» STATED TASK
Please rescale the point coordinates in the answers by 1.9, rounding each to a whole number with halves going up, and give all these lines again, requests included, starting with the line that contains "of the white" and going on through the end of the listing. Leave every other number in the requests untouched.

» DATA FOR THE TASK
•••

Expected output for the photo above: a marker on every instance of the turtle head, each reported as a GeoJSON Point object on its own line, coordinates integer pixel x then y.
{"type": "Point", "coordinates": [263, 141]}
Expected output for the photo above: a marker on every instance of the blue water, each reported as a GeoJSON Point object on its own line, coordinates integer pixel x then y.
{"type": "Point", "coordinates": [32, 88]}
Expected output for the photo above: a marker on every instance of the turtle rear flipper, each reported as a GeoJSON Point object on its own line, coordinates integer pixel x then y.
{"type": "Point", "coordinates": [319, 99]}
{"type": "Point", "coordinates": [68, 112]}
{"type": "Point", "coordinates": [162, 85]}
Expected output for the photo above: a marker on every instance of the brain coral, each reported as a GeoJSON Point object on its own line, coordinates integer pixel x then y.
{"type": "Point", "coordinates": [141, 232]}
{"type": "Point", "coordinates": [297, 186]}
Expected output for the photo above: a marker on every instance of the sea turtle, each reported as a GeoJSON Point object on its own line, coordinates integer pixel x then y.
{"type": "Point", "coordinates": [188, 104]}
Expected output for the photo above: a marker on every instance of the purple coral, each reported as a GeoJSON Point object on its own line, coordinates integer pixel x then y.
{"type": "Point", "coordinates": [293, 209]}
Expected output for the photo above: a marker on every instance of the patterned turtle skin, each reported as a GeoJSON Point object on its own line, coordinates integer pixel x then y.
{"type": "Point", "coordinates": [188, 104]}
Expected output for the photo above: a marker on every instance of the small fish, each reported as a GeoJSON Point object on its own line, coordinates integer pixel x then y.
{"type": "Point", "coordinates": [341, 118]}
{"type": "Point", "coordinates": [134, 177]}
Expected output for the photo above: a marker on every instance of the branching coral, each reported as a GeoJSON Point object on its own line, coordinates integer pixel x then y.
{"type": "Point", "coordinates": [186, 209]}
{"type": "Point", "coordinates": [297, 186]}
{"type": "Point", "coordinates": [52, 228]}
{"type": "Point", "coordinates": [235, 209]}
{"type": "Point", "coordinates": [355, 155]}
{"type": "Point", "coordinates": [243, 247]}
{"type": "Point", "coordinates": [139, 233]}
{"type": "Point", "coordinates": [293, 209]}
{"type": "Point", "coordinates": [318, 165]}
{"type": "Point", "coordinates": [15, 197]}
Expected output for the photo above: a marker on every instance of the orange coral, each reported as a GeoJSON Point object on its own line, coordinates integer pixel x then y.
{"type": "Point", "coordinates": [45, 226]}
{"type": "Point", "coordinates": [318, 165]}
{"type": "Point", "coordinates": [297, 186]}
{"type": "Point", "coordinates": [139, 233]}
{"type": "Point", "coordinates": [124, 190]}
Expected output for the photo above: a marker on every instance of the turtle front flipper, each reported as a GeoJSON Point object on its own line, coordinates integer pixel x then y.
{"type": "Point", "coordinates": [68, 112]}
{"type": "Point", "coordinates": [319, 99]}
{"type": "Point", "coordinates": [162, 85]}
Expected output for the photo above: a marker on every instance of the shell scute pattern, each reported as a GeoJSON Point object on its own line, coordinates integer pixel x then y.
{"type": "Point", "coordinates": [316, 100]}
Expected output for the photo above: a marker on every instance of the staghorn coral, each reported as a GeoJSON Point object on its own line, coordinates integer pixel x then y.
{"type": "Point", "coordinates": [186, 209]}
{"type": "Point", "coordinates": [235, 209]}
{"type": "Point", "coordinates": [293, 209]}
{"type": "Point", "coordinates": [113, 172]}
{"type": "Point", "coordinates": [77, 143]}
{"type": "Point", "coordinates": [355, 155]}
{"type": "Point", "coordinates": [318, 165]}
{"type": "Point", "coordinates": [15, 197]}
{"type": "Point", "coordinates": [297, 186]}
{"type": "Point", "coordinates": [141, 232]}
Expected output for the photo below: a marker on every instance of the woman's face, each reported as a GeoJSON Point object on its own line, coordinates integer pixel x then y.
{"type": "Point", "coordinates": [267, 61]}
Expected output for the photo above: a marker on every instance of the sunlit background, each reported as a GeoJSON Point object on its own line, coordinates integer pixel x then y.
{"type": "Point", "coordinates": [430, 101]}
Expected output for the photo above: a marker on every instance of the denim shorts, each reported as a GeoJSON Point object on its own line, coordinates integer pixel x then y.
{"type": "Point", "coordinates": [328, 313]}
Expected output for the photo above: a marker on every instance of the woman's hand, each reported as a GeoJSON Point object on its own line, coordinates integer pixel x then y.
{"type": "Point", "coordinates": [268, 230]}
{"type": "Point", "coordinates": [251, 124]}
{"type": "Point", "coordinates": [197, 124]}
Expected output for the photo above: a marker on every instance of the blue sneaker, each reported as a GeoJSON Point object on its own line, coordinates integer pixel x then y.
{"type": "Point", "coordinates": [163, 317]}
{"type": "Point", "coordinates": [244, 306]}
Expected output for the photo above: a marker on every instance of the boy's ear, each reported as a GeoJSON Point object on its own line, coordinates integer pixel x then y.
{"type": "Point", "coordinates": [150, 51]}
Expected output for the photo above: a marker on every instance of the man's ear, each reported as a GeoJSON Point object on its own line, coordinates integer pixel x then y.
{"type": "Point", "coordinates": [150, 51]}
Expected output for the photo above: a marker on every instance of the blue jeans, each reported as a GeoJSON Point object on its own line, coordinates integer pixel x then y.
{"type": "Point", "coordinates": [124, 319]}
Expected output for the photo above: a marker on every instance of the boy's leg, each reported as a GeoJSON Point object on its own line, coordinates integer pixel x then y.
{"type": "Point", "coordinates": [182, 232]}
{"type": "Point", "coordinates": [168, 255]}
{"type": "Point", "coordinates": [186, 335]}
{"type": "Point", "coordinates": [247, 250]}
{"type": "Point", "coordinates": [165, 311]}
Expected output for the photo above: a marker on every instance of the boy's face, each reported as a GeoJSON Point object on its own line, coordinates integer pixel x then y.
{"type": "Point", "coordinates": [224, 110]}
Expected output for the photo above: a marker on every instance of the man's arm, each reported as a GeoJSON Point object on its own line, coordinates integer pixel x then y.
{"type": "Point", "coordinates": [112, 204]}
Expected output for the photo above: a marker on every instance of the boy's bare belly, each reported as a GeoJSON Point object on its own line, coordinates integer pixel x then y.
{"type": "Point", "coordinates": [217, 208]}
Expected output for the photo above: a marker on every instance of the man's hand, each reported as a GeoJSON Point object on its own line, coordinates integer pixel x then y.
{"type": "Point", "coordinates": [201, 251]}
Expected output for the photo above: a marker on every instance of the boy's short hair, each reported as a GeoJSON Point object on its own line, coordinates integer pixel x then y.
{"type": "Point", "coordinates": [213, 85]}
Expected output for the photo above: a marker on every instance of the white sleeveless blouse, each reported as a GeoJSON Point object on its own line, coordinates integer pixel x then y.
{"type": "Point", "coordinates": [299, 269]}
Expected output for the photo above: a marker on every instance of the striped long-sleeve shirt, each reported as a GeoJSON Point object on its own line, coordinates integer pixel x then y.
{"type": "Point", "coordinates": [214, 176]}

•••

» THE SOLUTION
Expected output for the photo above: a marker on every instance of the white sleeveless blouse, each reported as a GeoJSON Point object on its own line, coordinates integer pixel x then y.
{"type": "Point", "coordinates": [568, 511]}
Expected output for the photo above: a marker on every instance of the striped long-sleeve shirt, each reported as a GeoJSON Point object on its own line, coordinates integer pixel x then y.
{"type": "Point", "coordinates": [407, 334]}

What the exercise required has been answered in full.